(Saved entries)
_ _ _ _ _

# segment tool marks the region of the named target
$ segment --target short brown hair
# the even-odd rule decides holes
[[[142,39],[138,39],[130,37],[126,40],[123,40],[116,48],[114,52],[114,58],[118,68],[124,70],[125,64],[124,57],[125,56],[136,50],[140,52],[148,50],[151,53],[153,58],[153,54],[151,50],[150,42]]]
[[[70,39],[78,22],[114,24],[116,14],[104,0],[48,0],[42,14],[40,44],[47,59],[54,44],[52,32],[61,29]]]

_ _ _ _ _

Can you reproduce the records above, switching "short brown hair" to "curly black hair" and keeping every other part unchanged?

# segment tool marks the region of the named target
$ segment --target curly black hair
# the even-odd rule decides holes
[[[142,39],[138,39],[130,37],[126,40],[123,40],[116,48],[114,52],[114,58],[118,68],[124,70],[125,64],[124,57],[125,56],[136,50],[140,52],[148,50],[151,53],[153,58],[153,54],[151,50],[150,42]]]
[[[70,39],[78,22],[114,24],[116,14],[104,0],[48,0],[42,14],[40,44],[47,59],[54,44],[52,32],[61,29]]]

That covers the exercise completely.